▶ _Exercise requirements_:
Everything from the line holding "Please segment every instance of the concrete" through the last line below must be repeated exactly, and nothing else.

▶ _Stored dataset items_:
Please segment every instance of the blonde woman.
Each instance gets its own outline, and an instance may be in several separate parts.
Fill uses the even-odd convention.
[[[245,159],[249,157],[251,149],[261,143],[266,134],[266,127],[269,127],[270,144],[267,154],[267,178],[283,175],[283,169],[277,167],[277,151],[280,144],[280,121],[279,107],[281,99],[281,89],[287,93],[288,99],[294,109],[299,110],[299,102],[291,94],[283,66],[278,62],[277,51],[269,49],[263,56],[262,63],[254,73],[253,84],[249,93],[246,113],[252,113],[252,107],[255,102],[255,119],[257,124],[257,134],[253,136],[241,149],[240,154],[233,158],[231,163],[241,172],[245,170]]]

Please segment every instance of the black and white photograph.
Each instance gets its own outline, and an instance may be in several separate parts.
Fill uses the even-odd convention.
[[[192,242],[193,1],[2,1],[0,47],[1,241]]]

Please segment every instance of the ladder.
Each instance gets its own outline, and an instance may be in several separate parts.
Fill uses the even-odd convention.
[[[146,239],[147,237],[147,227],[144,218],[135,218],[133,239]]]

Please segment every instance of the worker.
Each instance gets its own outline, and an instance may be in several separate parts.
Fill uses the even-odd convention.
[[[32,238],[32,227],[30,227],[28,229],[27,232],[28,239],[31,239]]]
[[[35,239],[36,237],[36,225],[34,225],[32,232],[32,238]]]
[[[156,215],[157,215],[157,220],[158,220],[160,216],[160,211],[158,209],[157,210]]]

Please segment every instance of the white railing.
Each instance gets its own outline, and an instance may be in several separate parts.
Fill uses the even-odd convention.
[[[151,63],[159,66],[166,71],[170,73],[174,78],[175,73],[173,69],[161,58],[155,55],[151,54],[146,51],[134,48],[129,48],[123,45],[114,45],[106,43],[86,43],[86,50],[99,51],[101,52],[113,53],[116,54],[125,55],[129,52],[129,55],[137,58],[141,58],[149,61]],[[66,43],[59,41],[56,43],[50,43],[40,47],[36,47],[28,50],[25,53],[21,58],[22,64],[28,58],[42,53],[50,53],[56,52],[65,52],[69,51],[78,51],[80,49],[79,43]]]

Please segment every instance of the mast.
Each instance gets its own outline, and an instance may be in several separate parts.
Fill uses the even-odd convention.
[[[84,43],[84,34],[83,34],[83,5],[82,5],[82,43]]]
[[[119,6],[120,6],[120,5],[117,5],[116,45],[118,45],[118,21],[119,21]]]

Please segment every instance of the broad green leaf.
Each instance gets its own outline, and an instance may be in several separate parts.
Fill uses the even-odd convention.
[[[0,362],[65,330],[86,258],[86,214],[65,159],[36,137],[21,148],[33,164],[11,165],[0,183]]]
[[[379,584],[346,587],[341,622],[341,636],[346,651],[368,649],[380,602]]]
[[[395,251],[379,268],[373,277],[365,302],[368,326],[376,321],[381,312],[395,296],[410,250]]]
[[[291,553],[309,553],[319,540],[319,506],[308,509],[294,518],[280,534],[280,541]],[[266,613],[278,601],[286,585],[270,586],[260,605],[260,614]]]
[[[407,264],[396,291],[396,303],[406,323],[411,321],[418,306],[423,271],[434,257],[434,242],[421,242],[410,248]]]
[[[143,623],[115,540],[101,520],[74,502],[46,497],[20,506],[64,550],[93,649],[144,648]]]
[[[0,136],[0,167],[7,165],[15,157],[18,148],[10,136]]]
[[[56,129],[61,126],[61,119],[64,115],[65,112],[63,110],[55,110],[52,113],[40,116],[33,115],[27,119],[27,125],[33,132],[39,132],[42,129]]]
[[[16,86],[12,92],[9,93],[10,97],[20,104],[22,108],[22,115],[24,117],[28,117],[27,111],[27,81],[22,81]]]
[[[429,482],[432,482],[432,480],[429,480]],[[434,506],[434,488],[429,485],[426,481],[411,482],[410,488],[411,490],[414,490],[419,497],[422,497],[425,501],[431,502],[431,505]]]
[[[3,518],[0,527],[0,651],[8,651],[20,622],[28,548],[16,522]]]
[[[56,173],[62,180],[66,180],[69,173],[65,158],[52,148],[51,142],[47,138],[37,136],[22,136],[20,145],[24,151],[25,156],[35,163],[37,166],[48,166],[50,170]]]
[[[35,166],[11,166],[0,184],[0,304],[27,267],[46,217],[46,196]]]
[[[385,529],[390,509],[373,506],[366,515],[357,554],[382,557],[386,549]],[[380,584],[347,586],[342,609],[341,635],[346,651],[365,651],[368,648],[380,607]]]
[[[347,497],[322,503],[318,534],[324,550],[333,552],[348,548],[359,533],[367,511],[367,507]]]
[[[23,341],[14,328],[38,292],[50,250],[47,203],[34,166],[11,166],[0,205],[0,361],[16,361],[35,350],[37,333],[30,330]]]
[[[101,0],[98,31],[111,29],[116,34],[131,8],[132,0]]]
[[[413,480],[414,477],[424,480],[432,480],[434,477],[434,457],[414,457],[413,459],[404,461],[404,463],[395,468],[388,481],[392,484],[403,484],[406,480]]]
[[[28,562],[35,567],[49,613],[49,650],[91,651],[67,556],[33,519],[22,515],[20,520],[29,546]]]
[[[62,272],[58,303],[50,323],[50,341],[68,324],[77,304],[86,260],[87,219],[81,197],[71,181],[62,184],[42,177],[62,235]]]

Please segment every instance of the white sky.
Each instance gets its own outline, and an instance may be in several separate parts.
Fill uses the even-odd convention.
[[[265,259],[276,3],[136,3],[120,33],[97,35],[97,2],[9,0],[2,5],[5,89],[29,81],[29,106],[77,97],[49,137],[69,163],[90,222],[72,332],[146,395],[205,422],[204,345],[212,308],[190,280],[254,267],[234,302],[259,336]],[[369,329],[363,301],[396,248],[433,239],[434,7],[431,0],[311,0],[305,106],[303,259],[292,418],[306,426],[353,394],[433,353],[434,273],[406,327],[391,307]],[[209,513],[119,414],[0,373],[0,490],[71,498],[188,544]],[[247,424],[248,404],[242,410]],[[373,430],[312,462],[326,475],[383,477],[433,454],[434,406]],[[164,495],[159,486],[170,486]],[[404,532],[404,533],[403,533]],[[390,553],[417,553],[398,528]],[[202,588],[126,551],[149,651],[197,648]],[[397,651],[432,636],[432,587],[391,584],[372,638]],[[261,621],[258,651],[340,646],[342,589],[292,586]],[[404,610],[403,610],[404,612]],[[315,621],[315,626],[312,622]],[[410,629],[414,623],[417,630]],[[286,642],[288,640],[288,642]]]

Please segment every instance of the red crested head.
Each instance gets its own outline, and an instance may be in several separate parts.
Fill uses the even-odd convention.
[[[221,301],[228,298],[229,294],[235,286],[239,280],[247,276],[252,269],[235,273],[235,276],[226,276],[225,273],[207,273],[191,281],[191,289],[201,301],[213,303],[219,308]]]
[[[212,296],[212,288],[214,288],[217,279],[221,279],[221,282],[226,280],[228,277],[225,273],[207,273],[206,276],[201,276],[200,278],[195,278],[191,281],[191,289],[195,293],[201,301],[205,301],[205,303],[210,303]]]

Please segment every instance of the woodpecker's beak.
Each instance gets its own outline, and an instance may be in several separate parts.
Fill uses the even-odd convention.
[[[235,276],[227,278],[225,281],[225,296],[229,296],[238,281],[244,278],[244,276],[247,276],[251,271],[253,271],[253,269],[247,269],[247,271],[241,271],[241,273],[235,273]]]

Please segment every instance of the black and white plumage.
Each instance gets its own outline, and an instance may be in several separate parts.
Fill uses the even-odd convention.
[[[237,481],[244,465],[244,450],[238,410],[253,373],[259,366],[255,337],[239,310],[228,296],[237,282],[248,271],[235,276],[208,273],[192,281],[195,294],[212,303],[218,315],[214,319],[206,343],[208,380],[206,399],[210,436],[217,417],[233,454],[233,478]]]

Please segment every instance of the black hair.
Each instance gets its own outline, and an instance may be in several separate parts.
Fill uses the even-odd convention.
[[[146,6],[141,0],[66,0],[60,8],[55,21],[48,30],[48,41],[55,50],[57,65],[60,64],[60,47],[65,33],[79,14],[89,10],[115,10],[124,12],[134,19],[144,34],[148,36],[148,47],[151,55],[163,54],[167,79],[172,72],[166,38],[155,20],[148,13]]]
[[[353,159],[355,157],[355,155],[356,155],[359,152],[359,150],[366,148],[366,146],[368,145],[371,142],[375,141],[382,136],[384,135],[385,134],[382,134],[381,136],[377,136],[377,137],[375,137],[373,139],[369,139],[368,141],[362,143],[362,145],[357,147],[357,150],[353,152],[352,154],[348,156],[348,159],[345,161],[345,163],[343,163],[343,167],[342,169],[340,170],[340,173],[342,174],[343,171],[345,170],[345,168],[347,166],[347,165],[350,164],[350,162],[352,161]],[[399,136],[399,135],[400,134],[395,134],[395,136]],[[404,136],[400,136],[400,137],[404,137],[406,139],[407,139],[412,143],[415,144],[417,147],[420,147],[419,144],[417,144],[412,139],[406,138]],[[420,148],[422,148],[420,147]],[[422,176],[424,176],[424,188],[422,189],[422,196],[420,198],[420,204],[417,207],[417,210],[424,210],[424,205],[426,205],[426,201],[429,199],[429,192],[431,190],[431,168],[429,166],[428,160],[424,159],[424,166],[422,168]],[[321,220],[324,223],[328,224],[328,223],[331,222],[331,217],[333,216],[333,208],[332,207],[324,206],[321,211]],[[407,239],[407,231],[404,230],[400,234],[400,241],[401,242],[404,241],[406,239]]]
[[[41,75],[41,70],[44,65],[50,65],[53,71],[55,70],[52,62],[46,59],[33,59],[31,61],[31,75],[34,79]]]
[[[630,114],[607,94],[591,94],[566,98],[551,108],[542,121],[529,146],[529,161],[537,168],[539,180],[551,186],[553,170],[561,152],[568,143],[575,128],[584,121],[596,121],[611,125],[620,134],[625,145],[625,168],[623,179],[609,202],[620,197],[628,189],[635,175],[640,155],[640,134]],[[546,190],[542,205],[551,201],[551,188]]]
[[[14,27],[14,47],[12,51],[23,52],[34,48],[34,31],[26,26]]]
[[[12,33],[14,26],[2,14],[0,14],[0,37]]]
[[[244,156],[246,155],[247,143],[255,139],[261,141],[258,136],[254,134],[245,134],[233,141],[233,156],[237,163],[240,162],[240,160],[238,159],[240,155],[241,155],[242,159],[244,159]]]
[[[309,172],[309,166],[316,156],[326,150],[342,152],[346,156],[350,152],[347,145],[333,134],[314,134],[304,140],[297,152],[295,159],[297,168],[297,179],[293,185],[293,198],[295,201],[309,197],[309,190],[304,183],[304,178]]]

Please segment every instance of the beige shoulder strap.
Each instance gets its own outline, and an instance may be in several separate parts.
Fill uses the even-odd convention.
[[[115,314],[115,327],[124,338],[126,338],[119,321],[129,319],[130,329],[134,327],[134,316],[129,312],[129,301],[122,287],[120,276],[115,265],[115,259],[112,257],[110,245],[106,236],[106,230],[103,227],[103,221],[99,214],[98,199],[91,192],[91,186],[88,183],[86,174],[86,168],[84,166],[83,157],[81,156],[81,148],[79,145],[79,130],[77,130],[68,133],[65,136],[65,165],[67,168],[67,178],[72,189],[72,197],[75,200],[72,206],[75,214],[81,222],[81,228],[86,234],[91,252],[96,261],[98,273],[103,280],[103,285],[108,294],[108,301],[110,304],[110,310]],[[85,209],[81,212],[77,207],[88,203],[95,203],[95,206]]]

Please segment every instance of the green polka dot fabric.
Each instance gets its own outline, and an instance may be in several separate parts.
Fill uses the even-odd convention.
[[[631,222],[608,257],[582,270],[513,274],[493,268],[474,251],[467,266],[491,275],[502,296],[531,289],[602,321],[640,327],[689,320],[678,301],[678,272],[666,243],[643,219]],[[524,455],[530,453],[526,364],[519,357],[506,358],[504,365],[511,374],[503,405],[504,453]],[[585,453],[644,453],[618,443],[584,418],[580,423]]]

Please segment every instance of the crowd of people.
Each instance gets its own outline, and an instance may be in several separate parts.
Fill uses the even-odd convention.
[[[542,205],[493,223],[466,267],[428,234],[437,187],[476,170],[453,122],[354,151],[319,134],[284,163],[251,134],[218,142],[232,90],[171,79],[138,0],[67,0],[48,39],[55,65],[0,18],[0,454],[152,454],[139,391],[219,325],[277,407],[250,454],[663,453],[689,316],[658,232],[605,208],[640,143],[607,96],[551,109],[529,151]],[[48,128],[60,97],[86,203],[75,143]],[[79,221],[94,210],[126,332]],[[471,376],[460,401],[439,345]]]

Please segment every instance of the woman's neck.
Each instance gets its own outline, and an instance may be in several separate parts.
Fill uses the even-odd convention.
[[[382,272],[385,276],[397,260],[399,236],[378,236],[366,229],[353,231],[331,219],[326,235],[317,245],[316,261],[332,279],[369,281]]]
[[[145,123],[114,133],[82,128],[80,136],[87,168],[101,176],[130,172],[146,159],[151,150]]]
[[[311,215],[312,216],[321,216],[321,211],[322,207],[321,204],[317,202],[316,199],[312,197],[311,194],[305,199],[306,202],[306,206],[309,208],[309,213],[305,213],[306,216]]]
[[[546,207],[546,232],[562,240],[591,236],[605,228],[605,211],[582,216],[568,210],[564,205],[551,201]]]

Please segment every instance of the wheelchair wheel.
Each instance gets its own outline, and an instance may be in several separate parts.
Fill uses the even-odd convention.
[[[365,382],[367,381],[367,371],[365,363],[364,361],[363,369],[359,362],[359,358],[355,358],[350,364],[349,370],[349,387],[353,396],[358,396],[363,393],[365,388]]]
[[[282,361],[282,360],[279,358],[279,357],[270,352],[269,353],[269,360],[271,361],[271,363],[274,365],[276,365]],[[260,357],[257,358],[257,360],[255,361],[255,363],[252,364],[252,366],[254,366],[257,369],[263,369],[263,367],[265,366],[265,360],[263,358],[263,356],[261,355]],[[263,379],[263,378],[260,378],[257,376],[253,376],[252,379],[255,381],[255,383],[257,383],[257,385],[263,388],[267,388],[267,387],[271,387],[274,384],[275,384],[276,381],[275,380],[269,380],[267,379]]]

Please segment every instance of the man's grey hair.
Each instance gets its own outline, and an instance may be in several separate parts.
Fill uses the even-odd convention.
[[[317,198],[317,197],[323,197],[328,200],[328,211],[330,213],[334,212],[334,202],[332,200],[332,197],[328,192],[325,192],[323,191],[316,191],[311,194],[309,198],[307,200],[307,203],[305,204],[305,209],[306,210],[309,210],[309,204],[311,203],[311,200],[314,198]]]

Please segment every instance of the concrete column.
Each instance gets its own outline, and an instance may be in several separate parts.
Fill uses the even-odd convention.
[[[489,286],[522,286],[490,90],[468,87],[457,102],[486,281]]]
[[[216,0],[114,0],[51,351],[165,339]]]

▶ _Full answer_:
Please segment every instance of the concrete column.
Each instance gets its own outline, and an instance may be in several separate parts.
Fill uses the even-odd convention.
[[[489,286],[522,286],[490,90],[468,87],[457,102],[486,281]]]
[[[216,0],[114,0],[51,351],[165,339]]]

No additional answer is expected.